- [What you have to do] Report each line below that contains the word "white". Case counts.

- [Entries provided]
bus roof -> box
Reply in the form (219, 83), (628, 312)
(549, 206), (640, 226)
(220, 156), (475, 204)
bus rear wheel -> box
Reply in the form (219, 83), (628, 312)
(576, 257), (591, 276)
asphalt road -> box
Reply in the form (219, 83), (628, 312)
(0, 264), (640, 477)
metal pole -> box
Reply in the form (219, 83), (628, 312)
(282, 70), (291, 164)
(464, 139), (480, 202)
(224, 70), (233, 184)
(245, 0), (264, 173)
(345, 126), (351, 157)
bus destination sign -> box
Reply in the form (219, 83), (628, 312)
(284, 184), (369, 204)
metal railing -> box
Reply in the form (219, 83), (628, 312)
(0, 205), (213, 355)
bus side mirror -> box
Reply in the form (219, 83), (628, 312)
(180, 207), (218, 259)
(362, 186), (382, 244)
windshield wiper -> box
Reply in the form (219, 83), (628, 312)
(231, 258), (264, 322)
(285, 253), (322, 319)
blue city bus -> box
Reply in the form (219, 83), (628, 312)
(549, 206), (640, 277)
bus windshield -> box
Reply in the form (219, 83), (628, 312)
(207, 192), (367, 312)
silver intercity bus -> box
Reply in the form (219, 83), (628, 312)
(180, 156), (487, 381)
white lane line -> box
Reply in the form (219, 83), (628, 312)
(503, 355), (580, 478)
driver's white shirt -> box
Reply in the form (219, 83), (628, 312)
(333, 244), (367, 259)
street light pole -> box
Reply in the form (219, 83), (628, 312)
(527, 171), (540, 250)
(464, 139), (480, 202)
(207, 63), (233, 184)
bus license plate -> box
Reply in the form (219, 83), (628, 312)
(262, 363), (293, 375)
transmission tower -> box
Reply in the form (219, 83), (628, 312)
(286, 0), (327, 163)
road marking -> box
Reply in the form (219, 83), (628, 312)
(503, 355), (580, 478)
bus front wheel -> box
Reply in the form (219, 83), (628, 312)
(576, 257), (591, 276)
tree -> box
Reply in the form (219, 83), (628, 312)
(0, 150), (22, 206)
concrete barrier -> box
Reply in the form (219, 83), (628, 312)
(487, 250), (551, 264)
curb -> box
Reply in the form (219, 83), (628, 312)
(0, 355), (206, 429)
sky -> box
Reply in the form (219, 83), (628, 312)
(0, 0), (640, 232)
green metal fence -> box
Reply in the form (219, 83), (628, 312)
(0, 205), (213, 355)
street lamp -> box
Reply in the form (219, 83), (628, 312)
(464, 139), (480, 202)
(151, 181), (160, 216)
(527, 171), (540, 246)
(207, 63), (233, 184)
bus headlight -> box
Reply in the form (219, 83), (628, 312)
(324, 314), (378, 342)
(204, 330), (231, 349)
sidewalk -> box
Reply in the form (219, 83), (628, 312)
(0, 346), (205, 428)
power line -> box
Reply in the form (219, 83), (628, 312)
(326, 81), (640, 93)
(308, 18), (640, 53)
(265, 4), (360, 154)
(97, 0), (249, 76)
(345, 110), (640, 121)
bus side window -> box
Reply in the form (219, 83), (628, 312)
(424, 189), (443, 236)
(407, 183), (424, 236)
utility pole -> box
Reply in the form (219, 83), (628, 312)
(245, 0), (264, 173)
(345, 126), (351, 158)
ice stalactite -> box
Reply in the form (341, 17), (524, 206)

- [Task answer]
white lane line -> box
driver's white shirt -> box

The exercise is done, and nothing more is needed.